**CONSEGNE:**
**a)** Quante persone accolgono in Italia le Case del Cottolengo, secondo il brano sul Cottolengo?
**b)** Quali categorie di persone, secondo il brano sul Cottolengo, sono accolte nelle Case oppure vi sono di nuovo ammesse in visita? Elencale tutte.
**c)** Ricopia un tratto del brano sul Cottolengo: parti dalle parole “Anziani: p. Arice” e fermati dopo “per la pandemia.”.

**BRANO DA ESAMINARE:**
────────────────────────────────────────

Anziani: p. Arice (Cottolengo), nelle Rsa serve “un’attenzione socio-sanitaria e assistenziale adeguata, anche da un punto di vista caritativo”

“Nelle Case del Cottolengo, che in Italia accolgono oltre 1.500 tra anziani con patologie neurodegenerative o persone disabili con disturbo del neurosviluppo, abbiamo riaperto la visita ai parenti ed anche ai volontari. Gli ospiti, che sono in grado, possono anche uscire dalle strutture insieme ai propri cari”. Così don Carmine Arice, padre generale della Piccola Casa della Divina Provvidenza, racconta in un’intervista al settimanale diocesano “La Voce e il Tempo” di Torino il ritorno ad una certa normalità nelle Rsa dopo il periodo di isolamento per la pandemia.

────────────────────────────────────────

(Dati di puntamento basati su immagini)
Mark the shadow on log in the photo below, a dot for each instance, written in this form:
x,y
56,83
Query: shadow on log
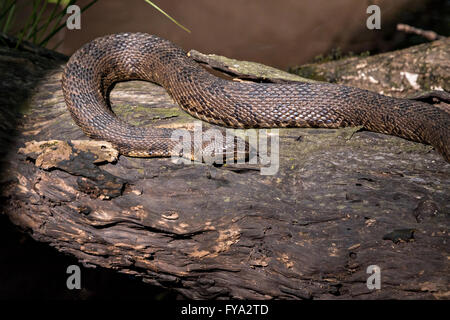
x,y
340,201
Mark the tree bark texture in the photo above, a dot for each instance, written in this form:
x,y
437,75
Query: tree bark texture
x,y
341,201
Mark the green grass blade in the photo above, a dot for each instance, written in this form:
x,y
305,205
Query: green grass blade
x,y
169,17
9,19
62,25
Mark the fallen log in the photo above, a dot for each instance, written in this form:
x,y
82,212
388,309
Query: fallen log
x,y
340,201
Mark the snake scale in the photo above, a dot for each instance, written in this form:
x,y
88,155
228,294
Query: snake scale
x,y
92,70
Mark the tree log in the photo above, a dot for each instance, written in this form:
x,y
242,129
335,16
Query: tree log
x,y
341,200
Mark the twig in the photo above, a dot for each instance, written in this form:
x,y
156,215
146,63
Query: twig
x,y
427,34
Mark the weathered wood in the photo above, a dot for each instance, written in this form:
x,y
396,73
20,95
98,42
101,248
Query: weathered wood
x,y
342,200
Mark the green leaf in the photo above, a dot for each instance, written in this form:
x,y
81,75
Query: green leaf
x,y
169,17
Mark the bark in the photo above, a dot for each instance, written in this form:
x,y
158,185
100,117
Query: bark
x,y
341,201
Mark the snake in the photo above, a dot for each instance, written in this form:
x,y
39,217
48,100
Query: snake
x,y
94,69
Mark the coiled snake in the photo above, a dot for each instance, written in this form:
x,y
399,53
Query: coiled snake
x,y
93,69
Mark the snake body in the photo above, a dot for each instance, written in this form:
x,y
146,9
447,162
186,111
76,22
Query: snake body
x,y
93,69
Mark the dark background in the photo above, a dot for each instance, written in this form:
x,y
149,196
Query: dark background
x,y
281,33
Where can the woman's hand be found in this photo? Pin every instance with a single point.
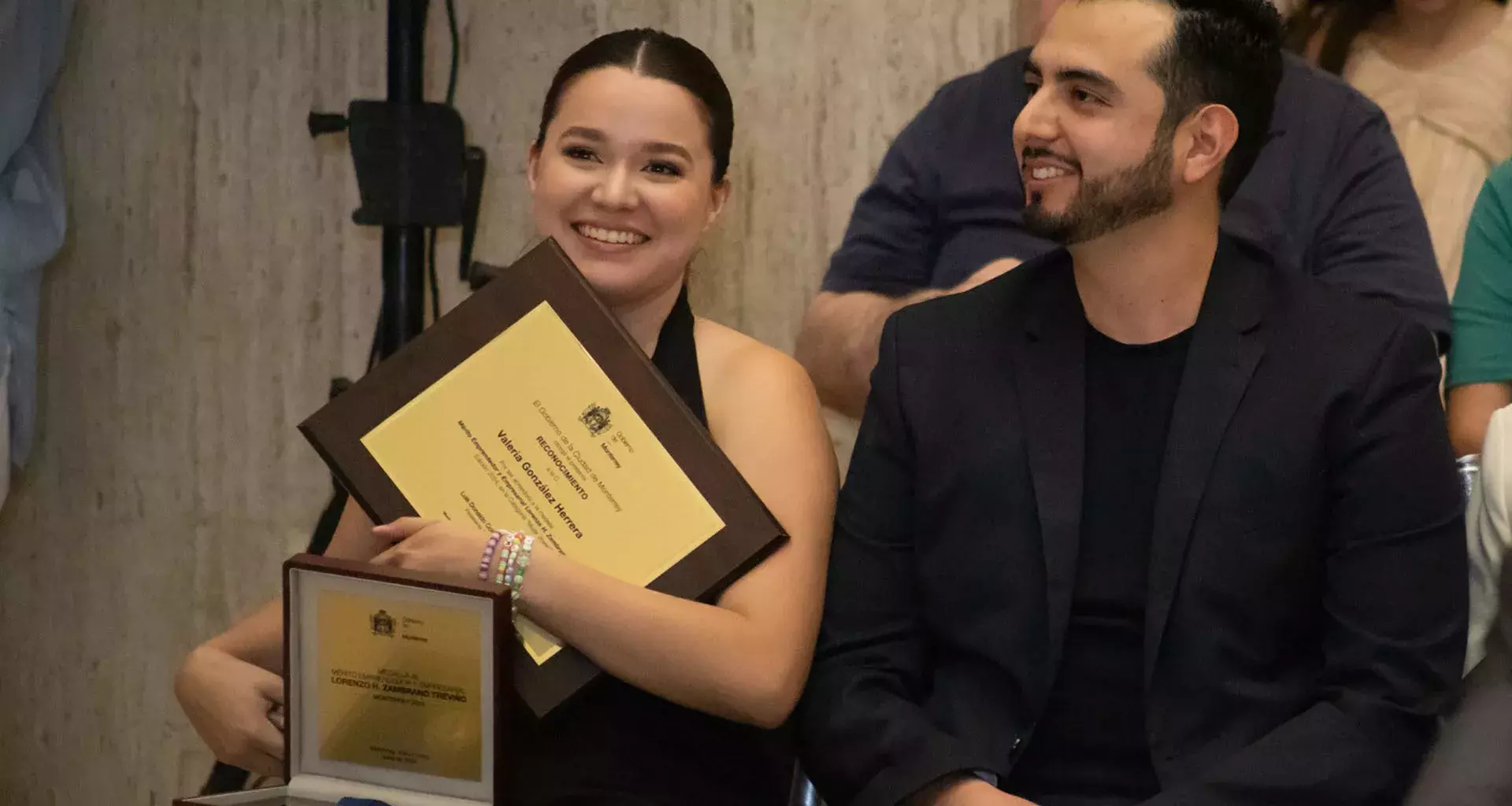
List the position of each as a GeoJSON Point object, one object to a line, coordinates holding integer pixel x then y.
{"type": "Point", "coordinates": [230, 704]}
{"type": "Point", "coordinates": [432, 546]}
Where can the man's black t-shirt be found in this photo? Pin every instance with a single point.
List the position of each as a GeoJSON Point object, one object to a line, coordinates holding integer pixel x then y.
{"type": "Point", "coordinates": [1091, 746]}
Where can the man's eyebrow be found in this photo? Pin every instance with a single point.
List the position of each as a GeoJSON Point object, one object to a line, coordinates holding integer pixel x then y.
{"type": "Point", "coordinates": [1088, 76]}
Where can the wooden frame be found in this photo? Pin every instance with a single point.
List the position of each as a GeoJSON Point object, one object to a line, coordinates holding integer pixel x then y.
{"type": "Point", "coordinates": [750, 533]}
{"type": "Point", "coordinates": [502, 666]}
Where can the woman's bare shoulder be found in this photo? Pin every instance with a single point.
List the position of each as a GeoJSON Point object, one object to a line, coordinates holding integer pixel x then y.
{"type": "Point", "coordinates": [741, 372]}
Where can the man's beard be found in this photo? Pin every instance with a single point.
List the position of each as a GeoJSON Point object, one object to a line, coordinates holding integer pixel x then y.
{"type": "Point", "coordinates": [1110, 203]}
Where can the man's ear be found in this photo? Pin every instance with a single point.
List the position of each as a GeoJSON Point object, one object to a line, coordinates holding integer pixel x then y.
{"type": "Point", "coordinates": [718, 198]}
{"type": "Point", "coordinates": [1211, 134]}
{"type": "Point", "coordinates": [532, 165]}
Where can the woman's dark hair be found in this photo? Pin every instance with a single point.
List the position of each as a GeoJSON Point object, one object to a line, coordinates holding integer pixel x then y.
{"type": "Point", "coordinates": [1340, 21]}
{"type": "Point", "coordinates": [657, 55]}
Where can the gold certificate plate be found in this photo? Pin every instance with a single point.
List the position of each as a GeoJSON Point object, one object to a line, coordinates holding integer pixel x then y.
{"type": "Point", "coordinates": [529, 409]}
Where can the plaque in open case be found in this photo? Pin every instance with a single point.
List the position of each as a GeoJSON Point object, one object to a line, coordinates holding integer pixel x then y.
{"type": "Point", "coordinates": [528, 407]}
{"type": "Point", "coordinates": [398, 689]}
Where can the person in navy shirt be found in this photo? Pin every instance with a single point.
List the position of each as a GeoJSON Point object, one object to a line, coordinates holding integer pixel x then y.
{"type": "Point", "coordinates": [1329, 195]}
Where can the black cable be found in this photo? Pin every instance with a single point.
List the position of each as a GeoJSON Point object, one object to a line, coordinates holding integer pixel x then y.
{"type": "Point", "coordinates": [435, 287]}
{"type": "Point", "coordinates": [451, 98]}
{"type": "Point", "coordinates": [451, 80]}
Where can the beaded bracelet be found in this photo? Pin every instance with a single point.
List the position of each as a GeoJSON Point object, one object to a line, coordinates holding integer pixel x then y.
{"type": "Point", "coordinates": [487, 554]}
{"type": "Point", "coordinates": [507, 554]}
{"type": "Point", "coordinates": [513, 564]}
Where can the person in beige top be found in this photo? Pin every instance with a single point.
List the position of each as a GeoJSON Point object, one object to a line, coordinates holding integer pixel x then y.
{"type": "Point", "coordinates": [1441, 70]}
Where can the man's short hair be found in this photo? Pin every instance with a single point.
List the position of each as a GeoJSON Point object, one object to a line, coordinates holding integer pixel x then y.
{"type": "Point", "coordinates": [1224, 52]}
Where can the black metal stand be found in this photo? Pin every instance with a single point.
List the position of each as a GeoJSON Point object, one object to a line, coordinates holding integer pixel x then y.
{"type": "Point", "coordinates": [415, 172]}
{"type": "Point", "coordinates": [402, 315]}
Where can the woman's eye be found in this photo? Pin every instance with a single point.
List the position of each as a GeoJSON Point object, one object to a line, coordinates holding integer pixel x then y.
{"type": "Point", "coordinates": [664, 168]}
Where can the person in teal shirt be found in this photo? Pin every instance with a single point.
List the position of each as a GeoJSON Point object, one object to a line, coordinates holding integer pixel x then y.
{"type": "Point", "coordinates": [1480, 356]}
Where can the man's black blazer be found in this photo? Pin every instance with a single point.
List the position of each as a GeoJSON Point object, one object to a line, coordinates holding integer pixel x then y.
{"type": "Point", "coordinates": [1306, 581]}
{"type": "Point", "coordinates": [1473, 761]}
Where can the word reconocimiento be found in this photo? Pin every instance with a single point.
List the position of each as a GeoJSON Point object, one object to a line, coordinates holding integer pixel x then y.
{"type": "Point", "coordinates": [545, 489]}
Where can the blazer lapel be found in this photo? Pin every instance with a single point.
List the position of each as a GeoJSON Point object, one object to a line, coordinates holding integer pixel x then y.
{"type": "Point", "coordinates": [1050, 374]}
{"type": "Point", "coordinates": [1225, 348]}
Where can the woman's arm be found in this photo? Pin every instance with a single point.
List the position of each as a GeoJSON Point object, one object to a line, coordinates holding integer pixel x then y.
{"type": "Point", "coordinates": [259, 637]}
{"type": "Point", "coordinates": [749, 656]}
{"type": "Point", "coordinates": [744, 660]}
{"type": "Point", "coordinates": [230, 684]}
{"type": "Point", "coordinates": [1470, 409]}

────────────────────────────────────────

**RISPOSTE FORNITE:**
**a)** Oltre 1.500, tra anziani con patologie neurodegenerative o persone disabili con disturbo del neurosviluppo.

**b)** Anziani con patologie neurodegenerative; persone disabili con disturbo del neurosviluppo; parenti; volontari.

**c)**
Anziani: p. Arice (Cottolengo), nelle Rsa serve “un’attenzione socio-sanitaria e assistenziale adeguata, anche da un punto di vista caritativo”

“Nelle Case del Cottolengo, che in Italia accolgono oltre 1.500 tra anziani con patologie neurodegenerative o persone disabili con disturbo del neurosviluppo, abbiamo riaperto la visita ai parenti ed anche ai volontari. Gli ospiti, che sono in grado, possono anche uscire dalle strutture insieme ai propri cari”. Così don Carmine Arice, padre generale della Piccola Casa della Divina Provvidenza, racconta in un’intervista al settimanale diocesano “La Voce e il Tempo” di Torino il ritorno ad una certa normalità nelle Rsa dopo il periodo di isolamento per la pandemia.